Work required: Pull from the data below each line where the word "target" occurs, and copy it.

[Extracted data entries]

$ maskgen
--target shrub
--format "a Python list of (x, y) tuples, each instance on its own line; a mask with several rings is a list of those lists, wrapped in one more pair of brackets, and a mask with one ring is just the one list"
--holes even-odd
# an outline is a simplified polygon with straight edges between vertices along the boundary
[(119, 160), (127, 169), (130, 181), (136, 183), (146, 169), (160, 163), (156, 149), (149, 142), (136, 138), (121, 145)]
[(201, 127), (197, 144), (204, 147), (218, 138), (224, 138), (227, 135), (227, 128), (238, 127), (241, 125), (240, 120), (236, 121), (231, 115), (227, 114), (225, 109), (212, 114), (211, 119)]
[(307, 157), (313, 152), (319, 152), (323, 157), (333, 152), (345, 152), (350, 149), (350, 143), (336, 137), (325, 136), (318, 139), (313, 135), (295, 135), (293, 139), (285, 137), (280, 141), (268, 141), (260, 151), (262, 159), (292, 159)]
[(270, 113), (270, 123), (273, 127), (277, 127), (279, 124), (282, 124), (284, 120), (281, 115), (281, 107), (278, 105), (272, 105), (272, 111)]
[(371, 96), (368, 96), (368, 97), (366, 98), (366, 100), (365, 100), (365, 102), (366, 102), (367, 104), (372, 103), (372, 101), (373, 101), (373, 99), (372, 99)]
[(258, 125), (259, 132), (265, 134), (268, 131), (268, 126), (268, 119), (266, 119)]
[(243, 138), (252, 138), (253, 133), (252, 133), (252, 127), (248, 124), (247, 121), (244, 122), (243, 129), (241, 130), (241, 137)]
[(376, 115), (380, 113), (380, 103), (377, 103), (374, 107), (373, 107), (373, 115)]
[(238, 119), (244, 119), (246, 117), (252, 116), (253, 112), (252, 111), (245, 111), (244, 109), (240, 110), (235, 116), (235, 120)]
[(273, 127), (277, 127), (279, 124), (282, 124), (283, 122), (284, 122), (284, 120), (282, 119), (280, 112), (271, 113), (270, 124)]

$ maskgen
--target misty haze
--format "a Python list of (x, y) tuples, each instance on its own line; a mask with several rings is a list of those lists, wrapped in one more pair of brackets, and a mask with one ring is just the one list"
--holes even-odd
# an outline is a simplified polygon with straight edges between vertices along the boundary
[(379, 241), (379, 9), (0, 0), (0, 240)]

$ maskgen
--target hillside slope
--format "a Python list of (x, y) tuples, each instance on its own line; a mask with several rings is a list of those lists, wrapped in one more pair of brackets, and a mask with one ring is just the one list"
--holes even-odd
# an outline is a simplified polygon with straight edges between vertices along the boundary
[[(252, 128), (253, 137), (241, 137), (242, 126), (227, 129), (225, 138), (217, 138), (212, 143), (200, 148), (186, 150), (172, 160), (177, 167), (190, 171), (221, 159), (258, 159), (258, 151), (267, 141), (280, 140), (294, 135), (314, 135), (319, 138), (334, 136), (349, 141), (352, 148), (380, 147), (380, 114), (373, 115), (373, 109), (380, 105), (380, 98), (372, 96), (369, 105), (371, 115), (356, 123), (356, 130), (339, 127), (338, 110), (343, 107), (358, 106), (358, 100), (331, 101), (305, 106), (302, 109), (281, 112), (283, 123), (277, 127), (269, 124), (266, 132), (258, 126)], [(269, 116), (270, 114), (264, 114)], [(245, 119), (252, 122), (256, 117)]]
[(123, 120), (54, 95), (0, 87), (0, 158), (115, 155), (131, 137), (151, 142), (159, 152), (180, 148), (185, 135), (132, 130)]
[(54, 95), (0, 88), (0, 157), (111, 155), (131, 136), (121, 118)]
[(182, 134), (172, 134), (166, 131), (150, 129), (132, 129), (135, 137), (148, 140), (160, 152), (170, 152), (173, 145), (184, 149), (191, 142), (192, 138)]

Worked solution:
--target shrub
--target misty haze
--target hillside slope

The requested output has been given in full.